--- begin Input ---

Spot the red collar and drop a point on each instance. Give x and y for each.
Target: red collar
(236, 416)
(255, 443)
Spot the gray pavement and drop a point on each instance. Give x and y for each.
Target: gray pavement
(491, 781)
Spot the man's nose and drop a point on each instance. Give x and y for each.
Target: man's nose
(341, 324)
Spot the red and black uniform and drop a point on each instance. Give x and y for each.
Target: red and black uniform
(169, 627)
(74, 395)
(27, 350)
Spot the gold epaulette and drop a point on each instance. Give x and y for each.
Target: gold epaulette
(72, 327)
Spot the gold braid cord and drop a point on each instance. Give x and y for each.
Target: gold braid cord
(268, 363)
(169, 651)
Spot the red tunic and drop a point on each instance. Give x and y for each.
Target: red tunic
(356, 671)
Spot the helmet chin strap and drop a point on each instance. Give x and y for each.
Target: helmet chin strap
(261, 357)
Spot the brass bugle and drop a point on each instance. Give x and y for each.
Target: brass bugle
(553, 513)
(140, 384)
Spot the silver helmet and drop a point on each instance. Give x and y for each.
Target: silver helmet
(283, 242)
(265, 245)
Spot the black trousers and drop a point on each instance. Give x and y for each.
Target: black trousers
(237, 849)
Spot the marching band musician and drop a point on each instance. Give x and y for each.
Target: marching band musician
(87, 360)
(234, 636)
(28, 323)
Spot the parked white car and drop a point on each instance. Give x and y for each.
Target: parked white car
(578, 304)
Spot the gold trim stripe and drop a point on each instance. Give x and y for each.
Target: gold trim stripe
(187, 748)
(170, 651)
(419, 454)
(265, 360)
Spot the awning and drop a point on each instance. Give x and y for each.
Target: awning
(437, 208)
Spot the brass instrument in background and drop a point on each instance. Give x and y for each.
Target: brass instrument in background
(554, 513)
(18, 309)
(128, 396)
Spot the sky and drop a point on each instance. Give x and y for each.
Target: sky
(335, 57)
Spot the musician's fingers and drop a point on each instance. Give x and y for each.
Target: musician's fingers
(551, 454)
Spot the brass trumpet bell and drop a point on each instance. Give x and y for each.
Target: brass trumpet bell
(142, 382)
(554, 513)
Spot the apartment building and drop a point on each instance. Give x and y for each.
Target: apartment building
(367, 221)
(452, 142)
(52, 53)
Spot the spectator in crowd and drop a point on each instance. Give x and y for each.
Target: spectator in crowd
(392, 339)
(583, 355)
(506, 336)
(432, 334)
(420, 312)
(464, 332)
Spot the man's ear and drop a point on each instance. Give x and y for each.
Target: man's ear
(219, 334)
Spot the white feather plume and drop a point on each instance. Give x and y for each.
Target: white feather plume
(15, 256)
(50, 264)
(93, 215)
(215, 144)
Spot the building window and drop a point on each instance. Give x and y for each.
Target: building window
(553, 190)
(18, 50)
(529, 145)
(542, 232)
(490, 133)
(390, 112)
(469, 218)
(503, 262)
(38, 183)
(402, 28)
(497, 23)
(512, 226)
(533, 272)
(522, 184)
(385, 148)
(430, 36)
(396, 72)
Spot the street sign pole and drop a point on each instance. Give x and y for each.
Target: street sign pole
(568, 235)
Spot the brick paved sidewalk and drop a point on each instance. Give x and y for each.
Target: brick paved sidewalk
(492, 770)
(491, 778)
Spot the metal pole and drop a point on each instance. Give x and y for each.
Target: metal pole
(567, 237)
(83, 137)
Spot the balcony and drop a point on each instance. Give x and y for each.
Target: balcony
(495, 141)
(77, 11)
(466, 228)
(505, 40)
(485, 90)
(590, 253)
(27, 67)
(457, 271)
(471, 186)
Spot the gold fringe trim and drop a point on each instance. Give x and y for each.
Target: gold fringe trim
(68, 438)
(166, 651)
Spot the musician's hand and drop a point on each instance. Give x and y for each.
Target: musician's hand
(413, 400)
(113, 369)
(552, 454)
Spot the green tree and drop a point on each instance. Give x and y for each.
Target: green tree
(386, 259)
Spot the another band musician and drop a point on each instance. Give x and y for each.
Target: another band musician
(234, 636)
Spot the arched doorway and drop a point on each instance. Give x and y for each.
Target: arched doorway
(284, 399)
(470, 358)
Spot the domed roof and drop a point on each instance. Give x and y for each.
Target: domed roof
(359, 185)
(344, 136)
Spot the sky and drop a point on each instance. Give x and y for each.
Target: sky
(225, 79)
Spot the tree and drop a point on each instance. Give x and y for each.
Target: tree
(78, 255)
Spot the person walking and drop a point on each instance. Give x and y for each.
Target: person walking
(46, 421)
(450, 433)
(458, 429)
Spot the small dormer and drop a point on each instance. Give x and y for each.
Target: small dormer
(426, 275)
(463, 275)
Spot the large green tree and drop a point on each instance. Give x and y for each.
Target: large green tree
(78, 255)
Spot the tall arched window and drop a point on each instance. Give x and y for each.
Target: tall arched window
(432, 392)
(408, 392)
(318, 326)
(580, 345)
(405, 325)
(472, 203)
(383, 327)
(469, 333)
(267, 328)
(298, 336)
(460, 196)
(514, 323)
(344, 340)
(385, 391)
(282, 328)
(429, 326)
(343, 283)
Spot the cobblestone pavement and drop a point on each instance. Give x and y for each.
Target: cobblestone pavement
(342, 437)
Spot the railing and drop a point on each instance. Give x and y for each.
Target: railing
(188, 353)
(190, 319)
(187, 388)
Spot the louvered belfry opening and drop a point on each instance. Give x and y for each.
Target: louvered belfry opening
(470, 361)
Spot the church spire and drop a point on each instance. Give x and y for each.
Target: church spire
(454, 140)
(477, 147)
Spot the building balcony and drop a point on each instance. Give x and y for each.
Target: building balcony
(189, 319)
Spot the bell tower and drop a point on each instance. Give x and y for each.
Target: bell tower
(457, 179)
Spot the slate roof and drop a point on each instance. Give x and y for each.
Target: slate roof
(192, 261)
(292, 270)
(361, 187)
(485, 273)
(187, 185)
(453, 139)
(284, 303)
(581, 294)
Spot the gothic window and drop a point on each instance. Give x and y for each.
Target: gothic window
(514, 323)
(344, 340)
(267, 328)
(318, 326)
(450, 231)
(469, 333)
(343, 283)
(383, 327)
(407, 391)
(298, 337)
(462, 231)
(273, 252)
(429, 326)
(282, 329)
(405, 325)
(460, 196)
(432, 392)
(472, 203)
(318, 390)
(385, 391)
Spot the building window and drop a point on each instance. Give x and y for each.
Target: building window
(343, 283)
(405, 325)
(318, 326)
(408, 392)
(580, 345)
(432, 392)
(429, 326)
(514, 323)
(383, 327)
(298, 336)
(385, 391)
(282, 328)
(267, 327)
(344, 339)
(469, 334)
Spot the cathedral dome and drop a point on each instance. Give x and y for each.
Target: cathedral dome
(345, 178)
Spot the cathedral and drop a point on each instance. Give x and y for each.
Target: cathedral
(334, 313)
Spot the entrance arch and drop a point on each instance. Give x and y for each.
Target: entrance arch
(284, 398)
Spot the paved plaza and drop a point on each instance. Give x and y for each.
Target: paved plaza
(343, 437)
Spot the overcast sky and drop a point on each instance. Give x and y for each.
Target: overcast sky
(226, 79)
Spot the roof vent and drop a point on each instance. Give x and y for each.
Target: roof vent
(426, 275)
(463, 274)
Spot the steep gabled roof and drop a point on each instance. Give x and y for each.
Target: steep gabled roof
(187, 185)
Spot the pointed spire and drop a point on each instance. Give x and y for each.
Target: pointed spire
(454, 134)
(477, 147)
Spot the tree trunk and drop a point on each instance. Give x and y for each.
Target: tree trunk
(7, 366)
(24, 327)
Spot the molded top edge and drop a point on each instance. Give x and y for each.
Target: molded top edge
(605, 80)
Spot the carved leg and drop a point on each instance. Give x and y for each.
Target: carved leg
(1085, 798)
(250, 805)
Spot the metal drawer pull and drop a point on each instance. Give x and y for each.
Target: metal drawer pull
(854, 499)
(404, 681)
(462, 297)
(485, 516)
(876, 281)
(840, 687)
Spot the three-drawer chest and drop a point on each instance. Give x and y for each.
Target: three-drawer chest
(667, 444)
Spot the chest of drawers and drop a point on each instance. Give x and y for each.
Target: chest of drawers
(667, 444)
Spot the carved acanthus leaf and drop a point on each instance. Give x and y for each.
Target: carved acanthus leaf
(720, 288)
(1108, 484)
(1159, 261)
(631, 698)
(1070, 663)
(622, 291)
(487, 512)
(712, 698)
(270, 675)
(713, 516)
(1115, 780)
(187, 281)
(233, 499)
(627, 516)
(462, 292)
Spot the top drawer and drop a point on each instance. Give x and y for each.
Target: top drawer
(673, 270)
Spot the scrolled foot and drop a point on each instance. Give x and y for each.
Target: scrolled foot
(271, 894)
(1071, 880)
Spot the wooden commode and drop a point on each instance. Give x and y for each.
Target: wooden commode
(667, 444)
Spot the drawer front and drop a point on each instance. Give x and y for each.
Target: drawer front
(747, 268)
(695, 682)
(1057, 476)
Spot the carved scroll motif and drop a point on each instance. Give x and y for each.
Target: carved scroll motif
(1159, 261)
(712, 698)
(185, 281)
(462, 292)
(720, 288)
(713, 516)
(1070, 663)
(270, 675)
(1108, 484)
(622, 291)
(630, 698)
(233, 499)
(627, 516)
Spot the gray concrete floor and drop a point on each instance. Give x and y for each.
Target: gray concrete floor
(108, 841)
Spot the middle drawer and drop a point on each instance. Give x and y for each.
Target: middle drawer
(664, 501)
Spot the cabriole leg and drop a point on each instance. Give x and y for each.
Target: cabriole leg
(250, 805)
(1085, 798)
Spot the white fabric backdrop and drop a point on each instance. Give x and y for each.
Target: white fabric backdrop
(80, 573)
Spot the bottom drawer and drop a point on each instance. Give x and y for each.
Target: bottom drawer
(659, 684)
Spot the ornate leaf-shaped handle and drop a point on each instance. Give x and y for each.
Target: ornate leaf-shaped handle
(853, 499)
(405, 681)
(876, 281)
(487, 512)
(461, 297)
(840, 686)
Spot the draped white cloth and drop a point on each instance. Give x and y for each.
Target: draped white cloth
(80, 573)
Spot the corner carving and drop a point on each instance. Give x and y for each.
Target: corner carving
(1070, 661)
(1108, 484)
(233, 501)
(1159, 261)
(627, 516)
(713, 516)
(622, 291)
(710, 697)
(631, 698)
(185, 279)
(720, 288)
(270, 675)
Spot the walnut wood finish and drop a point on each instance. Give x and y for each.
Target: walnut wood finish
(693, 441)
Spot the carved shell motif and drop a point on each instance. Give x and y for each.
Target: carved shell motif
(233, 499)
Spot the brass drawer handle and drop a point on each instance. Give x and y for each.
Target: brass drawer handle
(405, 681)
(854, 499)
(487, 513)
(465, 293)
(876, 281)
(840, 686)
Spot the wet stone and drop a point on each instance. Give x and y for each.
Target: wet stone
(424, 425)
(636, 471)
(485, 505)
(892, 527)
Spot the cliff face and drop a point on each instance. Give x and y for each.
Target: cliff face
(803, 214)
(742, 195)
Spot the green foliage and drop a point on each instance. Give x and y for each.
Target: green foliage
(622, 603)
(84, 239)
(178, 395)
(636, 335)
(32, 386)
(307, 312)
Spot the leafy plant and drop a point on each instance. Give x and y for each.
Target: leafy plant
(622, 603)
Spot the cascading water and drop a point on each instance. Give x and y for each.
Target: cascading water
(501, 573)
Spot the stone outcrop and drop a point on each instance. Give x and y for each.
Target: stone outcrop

--- end Input ---

Every line from the line containing "Spot the corner" to the last line of the material above must be repeated exactly, and no other line.

• _Answer to this problem_
Spot the corner carving and drop a point on each instance. Give x and y for each.
Target: corner carving
(1070, 661)
(1108, 484)
(233, 501)
(1159, 261)
(627, 516)
(713, 516)
(622, 291)
(710, 697)
(631, 698)
(185, 279)
(720, 288)
(270, 675)
Spot the walnut wood finish and drop a point on each instance. Give x and y for each.
Target: walnut wood finish
(693, 441)
Spot the carved shell motif and drop a point on each instance. Give x and y for each.
Target: carved shell motif
(233, 499)
Spot the brass drawer handle and drop a point on each instance. Give x and y for each.
Target: brass drawer handle
(405, 681)
(854, 499)
(487, 513)
(465, 293)
(876, 281)
(840, 686)
Spot the wet stone and drop a point on each instance. Give x and y for each.
Target: wet stone
(424, 425)
(636, 471)
(485, 505)
(892, 527)
Spot the cliff face and drop a point on each instance. Give x and y for each.
Target: cliff face
(803, 214)
(742, 195)
Spot the green foliage and drop a point on each instance. Give x and y for each.
Target: green foliage
(622, 603)
(84, 239)
(178, 395)
(636, 335)
(32, 386)
(307, 312)
Spot the leafy plant and drop a point on each instance. Give x and y for each.
Target: leafy plant
(622, 603)
Spot the cascading water and drop a point on each instance. Give x and y for each.
Target: cascading water
(501, 573)
Spot the stone outcrop and drop a point on each instance. Give x and y for each.
Target: stone outcrop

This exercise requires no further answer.